EXERCISE DESCRIPTION -
From the entries below, output the line with "Per instance of the arm, set" and each following line up to and including the line with "Per instance of the eyebrow, set", exactly as written.
== SUPPLIED RECORDS ==
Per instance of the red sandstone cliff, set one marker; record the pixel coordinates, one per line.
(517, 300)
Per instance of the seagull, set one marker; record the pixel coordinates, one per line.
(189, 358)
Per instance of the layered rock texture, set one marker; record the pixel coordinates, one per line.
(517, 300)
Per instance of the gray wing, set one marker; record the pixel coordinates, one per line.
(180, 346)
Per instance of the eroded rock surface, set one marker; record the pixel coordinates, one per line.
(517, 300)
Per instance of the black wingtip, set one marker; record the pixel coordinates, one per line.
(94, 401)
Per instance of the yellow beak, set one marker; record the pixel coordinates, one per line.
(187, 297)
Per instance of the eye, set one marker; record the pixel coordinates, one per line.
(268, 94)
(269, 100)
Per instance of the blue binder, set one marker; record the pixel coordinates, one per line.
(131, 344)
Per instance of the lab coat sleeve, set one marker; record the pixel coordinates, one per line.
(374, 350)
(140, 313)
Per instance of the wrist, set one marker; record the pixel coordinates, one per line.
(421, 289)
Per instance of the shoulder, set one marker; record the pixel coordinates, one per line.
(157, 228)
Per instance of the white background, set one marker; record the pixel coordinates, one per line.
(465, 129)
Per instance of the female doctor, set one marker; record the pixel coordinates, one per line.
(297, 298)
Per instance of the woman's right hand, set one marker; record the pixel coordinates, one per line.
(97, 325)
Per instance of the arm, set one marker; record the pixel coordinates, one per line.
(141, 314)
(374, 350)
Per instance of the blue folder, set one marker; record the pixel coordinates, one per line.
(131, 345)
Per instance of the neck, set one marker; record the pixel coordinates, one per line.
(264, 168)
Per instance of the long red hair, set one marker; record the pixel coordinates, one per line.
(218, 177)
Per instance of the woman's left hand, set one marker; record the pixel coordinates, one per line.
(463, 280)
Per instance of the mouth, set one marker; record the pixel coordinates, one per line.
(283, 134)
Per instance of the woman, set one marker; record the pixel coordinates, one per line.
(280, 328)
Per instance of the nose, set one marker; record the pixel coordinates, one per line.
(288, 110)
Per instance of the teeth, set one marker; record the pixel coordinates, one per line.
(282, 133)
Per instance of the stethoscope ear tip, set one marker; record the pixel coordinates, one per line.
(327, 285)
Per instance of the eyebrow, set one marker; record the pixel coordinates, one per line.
===
== SUPPLIED RECORDS ==
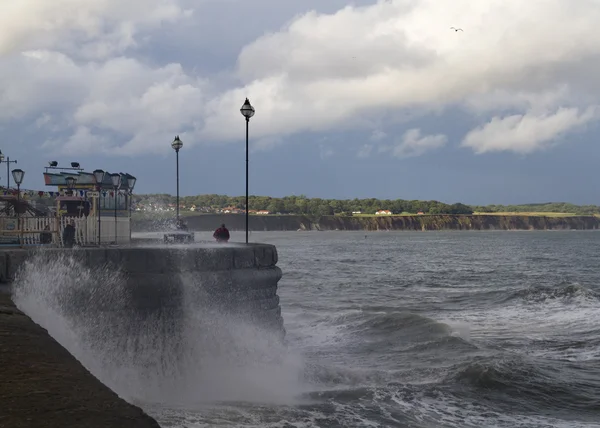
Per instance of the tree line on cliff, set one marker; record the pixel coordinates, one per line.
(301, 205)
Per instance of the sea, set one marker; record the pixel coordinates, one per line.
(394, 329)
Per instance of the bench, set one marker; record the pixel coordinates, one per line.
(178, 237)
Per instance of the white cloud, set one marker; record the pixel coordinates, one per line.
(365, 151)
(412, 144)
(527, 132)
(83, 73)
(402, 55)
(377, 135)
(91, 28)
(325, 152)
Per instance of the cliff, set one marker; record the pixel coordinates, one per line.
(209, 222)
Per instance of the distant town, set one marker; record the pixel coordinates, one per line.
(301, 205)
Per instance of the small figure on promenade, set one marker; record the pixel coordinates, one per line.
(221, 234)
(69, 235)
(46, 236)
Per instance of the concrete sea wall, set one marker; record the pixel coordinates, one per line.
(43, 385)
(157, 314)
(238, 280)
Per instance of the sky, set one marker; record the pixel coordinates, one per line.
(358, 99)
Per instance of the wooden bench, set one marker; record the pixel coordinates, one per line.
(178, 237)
===
RESULT FOR THIS TASK -
Per instance of the arm, set one marker; record the pixel coordinates, one per line.
(141, 314)
(374, 350)
Per instance of the blue folder, set one marker; record the pixel coordinates, one per line.
(131, 345)
Per instance of the neck, set one marker; record the pixel coordinates, one per line.
(264, 168)
Per instance of the long red hair, set one marker; record the pixel coordinates, one per line.
(218, 177)
Per instance of the woman's left hand, set one marker; record the pixel coordinates, one per line.
(463, 280)
Per instance of the mouth, set one marker; record the pixel coordinates, one per line.
(283, 134)
Per instance of the woman, set one marker; record the pixel coordinates, one per line.
(280, 328)
Per instance of the nose, set one marker; record the pixel coordinates, one per line.
(288, 110)
Per instance of the teeth, set one marker; record the pixel coordinates, one per line.
(282, 133)
Per instance of the stethoscope ear tip, set one marker; record the pixel coordinates, one per line.
(327, 285)
Per instance of the eyebrow, set one marker; record the pixel coordinates, one per line.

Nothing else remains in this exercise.